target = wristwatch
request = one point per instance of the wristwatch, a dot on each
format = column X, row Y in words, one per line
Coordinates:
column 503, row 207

Exercise instructions:
All of the records above need to be copied exactly.

Problem solution:
target = wristwatch
request = one point per instance of the wristwatch, a dot on each
format = column X, row Y in words, one per line
Coordinates:
column 503, row 207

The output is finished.